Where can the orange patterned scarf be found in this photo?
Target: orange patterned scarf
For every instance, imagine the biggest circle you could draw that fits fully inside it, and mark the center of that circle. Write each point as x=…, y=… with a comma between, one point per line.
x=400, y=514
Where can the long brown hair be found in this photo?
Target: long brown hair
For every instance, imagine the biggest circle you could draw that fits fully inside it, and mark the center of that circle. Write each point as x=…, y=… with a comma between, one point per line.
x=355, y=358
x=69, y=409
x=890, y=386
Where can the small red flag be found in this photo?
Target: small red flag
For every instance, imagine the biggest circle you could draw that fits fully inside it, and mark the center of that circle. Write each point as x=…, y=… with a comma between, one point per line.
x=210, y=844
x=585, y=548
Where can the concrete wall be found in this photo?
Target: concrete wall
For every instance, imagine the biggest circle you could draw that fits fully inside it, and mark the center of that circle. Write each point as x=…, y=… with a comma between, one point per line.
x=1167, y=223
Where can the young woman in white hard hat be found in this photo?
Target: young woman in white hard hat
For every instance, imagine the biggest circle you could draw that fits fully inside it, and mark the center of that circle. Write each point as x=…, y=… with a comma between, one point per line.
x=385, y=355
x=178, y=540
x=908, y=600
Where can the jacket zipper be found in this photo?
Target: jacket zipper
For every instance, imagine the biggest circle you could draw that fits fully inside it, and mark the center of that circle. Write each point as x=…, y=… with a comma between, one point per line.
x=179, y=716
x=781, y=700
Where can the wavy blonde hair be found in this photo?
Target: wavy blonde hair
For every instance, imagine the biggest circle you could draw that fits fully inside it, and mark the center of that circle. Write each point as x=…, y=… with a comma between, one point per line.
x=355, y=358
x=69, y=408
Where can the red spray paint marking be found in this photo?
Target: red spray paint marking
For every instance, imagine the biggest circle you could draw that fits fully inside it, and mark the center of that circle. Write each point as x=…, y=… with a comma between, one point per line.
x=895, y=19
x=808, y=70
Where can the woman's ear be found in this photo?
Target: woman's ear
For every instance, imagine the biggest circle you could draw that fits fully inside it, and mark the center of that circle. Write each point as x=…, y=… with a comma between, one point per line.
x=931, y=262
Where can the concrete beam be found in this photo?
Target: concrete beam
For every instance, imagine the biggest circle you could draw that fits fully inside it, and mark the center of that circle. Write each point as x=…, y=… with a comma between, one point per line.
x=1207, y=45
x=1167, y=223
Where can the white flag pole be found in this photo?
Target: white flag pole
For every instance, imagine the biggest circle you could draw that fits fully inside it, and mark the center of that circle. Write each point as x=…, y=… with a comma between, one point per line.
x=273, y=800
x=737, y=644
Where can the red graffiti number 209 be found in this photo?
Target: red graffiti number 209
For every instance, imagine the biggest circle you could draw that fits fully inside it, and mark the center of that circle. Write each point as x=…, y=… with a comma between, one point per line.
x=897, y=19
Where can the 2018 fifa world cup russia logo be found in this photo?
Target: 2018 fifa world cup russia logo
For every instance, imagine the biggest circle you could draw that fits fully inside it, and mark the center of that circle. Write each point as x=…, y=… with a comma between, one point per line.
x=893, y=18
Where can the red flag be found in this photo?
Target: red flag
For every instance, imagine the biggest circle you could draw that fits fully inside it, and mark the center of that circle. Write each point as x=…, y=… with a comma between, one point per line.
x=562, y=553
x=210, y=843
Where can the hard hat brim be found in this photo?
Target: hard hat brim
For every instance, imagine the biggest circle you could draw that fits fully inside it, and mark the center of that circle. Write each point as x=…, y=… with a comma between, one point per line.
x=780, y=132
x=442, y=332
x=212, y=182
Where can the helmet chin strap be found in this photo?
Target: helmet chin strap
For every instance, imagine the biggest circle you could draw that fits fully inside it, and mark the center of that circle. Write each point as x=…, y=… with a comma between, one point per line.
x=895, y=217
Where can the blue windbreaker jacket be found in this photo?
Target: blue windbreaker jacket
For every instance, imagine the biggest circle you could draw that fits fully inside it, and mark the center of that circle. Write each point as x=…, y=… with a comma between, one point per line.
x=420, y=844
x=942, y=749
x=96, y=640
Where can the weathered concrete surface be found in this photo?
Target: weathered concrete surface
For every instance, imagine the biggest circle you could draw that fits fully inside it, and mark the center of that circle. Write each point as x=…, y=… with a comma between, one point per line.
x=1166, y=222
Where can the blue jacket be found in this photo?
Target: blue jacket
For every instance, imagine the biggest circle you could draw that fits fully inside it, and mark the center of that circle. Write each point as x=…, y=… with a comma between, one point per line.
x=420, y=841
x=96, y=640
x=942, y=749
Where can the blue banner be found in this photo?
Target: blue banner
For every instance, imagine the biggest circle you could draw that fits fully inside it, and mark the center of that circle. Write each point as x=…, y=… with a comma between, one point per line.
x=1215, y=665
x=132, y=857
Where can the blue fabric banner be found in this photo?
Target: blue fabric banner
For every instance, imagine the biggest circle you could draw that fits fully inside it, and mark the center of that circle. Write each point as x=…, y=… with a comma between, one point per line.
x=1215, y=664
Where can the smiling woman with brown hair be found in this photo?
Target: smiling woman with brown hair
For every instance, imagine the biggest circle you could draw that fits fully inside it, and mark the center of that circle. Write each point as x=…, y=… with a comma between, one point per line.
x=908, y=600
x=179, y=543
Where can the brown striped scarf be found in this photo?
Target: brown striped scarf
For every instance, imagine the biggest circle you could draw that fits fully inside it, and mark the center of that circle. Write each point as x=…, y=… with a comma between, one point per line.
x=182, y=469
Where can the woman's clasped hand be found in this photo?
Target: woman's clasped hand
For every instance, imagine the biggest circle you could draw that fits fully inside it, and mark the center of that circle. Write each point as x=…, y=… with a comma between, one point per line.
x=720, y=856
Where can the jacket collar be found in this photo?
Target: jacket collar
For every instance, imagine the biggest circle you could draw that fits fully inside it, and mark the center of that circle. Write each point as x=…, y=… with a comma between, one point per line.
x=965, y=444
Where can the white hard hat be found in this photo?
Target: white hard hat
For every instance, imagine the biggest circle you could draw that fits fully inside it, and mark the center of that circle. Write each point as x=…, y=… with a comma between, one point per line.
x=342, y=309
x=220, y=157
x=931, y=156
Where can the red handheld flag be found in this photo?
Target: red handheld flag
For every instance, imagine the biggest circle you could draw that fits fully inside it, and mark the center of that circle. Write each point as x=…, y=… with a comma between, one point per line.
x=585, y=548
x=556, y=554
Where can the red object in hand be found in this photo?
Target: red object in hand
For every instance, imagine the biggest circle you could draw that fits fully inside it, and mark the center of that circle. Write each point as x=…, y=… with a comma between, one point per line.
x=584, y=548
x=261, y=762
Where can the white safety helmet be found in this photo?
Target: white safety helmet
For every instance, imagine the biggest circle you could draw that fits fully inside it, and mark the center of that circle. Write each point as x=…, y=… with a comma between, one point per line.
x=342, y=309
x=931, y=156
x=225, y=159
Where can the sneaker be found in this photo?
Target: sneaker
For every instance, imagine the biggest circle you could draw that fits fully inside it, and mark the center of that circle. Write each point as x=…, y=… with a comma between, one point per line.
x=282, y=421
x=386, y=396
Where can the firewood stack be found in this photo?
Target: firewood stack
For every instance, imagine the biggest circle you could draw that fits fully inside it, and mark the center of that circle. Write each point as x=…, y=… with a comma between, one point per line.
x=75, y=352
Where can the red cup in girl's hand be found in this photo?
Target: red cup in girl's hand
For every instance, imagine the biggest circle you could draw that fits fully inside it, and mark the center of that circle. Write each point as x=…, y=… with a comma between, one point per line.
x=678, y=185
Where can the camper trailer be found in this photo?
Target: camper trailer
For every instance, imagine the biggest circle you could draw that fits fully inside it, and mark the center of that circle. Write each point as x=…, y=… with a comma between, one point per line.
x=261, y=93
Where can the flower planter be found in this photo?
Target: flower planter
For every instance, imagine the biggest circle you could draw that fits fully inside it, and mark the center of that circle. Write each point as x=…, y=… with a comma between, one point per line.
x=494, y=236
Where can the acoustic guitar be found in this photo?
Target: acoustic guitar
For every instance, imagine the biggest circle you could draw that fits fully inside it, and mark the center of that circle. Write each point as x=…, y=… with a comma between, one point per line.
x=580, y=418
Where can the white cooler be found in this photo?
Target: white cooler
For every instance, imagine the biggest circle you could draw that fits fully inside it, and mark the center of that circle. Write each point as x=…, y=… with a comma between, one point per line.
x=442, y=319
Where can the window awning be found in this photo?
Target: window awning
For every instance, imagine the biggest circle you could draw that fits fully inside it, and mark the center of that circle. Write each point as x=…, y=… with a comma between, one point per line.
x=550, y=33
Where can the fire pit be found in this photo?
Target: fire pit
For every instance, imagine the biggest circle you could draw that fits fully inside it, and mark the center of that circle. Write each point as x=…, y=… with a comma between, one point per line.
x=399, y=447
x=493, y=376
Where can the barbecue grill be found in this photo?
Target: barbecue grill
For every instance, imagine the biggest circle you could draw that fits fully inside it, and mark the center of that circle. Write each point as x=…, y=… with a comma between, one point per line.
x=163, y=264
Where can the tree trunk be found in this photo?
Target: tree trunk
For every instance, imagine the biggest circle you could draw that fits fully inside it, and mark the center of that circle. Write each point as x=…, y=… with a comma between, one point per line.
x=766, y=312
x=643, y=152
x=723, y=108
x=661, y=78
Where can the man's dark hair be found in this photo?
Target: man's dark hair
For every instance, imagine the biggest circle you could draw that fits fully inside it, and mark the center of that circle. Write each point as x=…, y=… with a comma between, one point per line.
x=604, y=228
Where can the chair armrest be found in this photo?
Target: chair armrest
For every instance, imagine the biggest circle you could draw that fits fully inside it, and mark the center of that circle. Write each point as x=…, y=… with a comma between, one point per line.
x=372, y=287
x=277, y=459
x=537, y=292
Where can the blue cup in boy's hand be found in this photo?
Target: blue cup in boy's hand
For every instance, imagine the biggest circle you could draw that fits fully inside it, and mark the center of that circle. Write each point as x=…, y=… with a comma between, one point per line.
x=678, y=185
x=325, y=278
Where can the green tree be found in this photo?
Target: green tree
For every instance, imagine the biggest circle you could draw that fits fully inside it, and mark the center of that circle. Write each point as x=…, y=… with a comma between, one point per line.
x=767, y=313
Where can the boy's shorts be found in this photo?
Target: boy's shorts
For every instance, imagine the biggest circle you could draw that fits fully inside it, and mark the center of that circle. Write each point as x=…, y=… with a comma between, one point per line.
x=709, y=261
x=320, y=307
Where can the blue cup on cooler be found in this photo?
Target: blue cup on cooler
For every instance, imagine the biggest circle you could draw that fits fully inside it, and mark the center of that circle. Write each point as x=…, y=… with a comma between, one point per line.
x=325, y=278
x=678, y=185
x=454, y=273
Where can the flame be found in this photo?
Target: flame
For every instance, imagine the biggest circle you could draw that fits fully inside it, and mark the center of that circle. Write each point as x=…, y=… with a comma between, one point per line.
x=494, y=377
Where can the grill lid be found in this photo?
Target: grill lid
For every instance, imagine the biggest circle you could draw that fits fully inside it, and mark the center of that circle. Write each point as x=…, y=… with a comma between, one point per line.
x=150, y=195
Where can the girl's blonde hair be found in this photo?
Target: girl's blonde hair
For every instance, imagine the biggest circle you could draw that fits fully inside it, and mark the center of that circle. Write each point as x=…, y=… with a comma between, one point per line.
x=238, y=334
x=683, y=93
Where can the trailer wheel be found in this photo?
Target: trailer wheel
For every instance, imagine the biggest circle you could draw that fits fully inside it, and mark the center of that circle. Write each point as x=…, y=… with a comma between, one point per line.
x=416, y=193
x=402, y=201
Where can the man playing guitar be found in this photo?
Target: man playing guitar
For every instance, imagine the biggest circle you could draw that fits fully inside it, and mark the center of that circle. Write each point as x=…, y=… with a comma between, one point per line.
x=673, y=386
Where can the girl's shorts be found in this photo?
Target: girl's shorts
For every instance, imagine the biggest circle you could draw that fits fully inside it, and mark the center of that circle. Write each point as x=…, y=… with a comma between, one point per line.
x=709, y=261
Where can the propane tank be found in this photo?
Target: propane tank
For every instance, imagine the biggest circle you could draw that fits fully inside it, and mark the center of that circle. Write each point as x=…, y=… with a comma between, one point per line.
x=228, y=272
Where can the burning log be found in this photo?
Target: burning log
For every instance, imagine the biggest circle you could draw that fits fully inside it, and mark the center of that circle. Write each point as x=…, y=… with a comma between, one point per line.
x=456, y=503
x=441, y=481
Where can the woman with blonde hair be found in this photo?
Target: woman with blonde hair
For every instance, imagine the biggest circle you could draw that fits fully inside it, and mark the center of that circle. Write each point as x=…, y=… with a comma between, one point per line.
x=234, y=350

◆ Exercise prompt: What is the number of lines above that contain the string "handheld"? Answer with that number only.

◆ Reply to the exercise: 2